◆ TESTO DEL DOCUMENTO ◆
_ _ _

Gli obiettivi di Riello sono chiari e vanno nella direzione di un sistema fieristico nazionale armonico, possibilmente senza duplicazioni e con ampi margini di crescita. Una strada lunga e difficile perché finora nell'universo fiere ha prevalso la legge della giungla: tutti contro tutti. In barba al tavolo di coordinamento promosso dall'ex viceministro Adolfo Urso che voleva «evitare la concorrenza sleale e il cannibalismo». Ora però il tavolo è andato in soffitta.
«La nostra è un'Italia spezzata e divisa – osserva Riello – dove la politica esprime degli auspici a cui però non seguono i fatti. In Germania e in Francia il sistema fieristico è regolato da norme di sistema che impediscono le duplicazioni e alla fine rafforzano la tutela degli interessi nazionali». Per il neo presidente il sistema dell'autoregolazione virtuosa è da scongiurare: «Si sa dove si inizia – sostiene – ma la fine è tutta da interpretare. Servono invece impegni vincolanti» perché l'obiettivo è quello di esaltare le eccellenze dei nostri prodotti: valorizzano il territorio, veicolano l'immagine di un settore e dell'Italia anche all'estero. Le fiere rilevanti «sono uno strumento potente ed efficace – aggiunge Riello – per far conoscere il prodotto e mettere in relazione sistemi diversi».

_ _ _

[Record grezzi]
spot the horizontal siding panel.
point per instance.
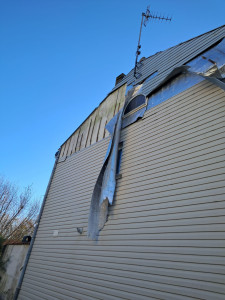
(139, 279)
(177, 261)
(152, 266)
(116, 288)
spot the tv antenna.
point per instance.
(144, 20)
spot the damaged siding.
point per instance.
(93, 128)
(164, 238)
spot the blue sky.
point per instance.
(59, 59)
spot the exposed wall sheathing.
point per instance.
(165, 236)
(92, 129)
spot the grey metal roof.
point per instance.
(164, 62)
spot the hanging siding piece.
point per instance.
(210, 66)
(104, 189)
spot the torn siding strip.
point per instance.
(104, 189)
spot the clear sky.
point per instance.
(60, 58)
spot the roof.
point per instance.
(164, 62)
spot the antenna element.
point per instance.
(144, 20)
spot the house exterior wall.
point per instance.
(165, 236)
(92, 130)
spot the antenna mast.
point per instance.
(144, 20)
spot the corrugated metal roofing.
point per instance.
(164, 62)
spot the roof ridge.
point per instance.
(150, 56)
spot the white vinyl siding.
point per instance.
(165, 235)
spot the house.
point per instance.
(163, 237)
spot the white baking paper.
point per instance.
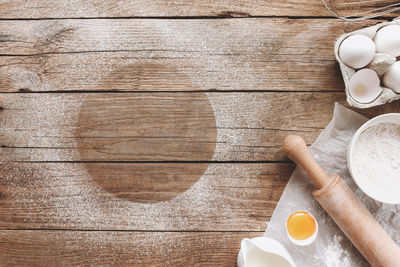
(331, 248)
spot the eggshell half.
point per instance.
(387, 40)
(391, 78)
(357, 51)
(364, 86)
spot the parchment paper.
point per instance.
(331, 248)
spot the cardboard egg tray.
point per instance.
(380, 64)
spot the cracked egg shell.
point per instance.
(364, 86)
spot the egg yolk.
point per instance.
(301, 225)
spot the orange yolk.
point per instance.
(301, 225)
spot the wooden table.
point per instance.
(149, 132)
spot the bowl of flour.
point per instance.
(373, 158)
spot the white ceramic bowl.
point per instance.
(390, 198)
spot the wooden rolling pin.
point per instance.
(345, 208)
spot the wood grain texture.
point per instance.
(164, 8)
(171, 55)
(158, 126)
(77, 248)
(226, 197)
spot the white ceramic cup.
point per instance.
(362, 183)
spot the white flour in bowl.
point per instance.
(376, 160)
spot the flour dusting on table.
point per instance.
(376, 159)
(331, 248)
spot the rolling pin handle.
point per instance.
(296, 149)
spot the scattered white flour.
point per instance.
(376, 159)
(335, 254)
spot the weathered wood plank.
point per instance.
(171, 55)
(222, 197)
(158, 126)
(77, 248)
(165, 8)
(161, 126)
(143, 8)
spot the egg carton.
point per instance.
(380, 64)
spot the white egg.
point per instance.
(357, 51)
(387, 40)
(391, 78)
(364, 86)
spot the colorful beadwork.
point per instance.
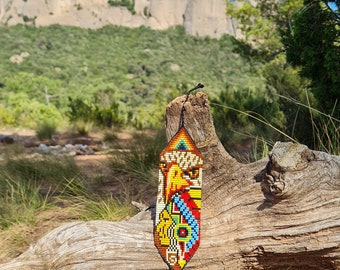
(177, 224)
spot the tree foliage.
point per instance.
(312, 42)
(260, 23)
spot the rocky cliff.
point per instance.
(199, 17)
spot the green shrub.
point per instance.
(45, 131)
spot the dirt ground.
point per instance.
(17, 239)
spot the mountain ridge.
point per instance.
(199, 17)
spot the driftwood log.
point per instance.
(282, 212)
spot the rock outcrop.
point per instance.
(199, 17)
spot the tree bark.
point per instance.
(282, 212)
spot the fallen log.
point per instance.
(282, 212)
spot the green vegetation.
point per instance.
(137, 70)
(57, 76)
(313, 43)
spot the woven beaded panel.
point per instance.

_ _ _

◆ COMPITO RICHIESTO 1 ◆
Rispondi in base al testo sul sistema fieristico, una riga per domanda:
(a) Chi aveva promosso il tavolo di coordinamento?
(b) In quali paesi, secondo Riello, il sistema fieristico è regolato da norme di sistema?
(c) Che cosa servono, secondo Riello, al posto dell'autoregolazione virtuosa?
◆ COMPITO RICHIESTO 2 ◆
Riduci a un elenco puntato il paragrafo del testo sul sistema fieristico che inizia con «La nostra è un'Italia spezzata», mantenendone i fatti principali.
◆ COMPITO RICHIESTO 3 ◆
Prosegui il testo sul sistema fieristico a partire dall'ultima frase riportata.

◆ RISULTATO 1 ◆
(a) L'ex viceministro Adolfo Urso.
(b) In Germania e in Francia.
(c) Impegni vincolanti.

◆ RISULTATO 2 ◆
- Per Riello l'Italia è spezzata e divisa: la politica esprime auspici a cui non seguono i fatti.
- In Germania e in Francia norme di sistema impediscono le duplicazioni e rafforzano la tutela degli interessi nazionali.
- Il presidente ritiene da scongiurare l'autoregolazione virtuosa e chiede impegni vincolanti.
- L'obiettivo è esaltare le eccellenze dei prodotti italiani, che valorizzano il territorio e veicolano l'immagine del settore e dell'Italia anche all'estero.
- Le fiere rilevanti sono uno strumento potente ed efficace per far conoscere il prodotto e mettere in relazione sistemi diversi.

◆ RISULTATO 3 ◆
Un quadro perfetto quello di Riello, di fatto però lo spazio di manovra è ristretto: alla voglia di fare sistema si contrappone la tutela della concorrenza e del libero mercato e il pericolo che emergano cartelli, anche tariffari. «I calendari tedesco e francese – osserva Riello – di fatto svolgono ruoli sistemici da anni, non vedo perché il nostro debba configurarsi come un oligopolio». Ma Riello va anche oltre: «Il libero mercato si realizza quando tutti i player hanno pari opportunità. Se invece c'è qualcuno che si appella al mercato e poi incassa in vari modi contributi e sostegni e duplica alcune manifestazioni allora si distorcono i termini della competizione». Il biasimo poi aumenta quando la società ha una redditività altalenante.